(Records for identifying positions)
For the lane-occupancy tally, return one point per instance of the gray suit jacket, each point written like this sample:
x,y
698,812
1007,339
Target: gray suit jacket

---

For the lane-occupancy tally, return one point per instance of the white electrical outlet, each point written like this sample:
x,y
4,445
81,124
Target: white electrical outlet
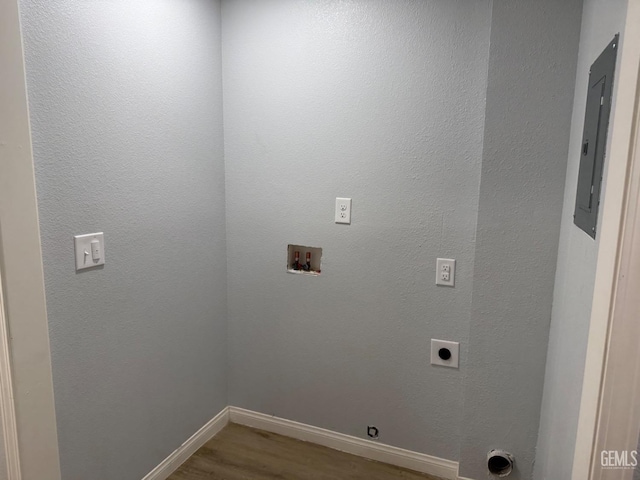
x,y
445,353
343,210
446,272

## WHAT THIS TASK INVOLVES
Copy word for word the lines running from the line with "of the gray" through the line with "Target: gray suit jacket", including both of those lines.

## COMPLETE RESPONSE
For the lane-occupancy tally, return one point per instance of the gray suit jacket, each point written like this sample:
x,y
698,812
1007,339
Target: gray suit jacket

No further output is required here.